■ Prompt
Duplicate every line of the listing below, keeping each character unchanged.

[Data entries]
## START

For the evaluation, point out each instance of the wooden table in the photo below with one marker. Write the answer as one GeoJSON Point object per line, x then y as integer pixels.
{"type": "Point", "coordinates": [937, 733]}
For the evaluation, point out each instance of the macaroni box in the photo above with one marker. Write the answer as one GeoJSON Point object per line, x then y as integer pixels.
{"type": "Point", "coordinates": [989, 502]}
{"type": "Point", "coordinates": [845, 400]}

## END

■ Answer in full
For the evaluation, point out each instance of the wooden table in the photo below with one marker. Write the answer as one GeoJSON Point object per line, x then y as integer pixels.
{"type": "Point", "coordinates": [937, 733]}
For the evaluation, point out each instance of the macaroni box in the photo above with one marker. Write the answer as one GeoJSON Point object per line, x then y as integer pixels.
{"type": "Point", "coordinates": [989, 502]}
{"type": "Point", "coordinates": [845, 400]}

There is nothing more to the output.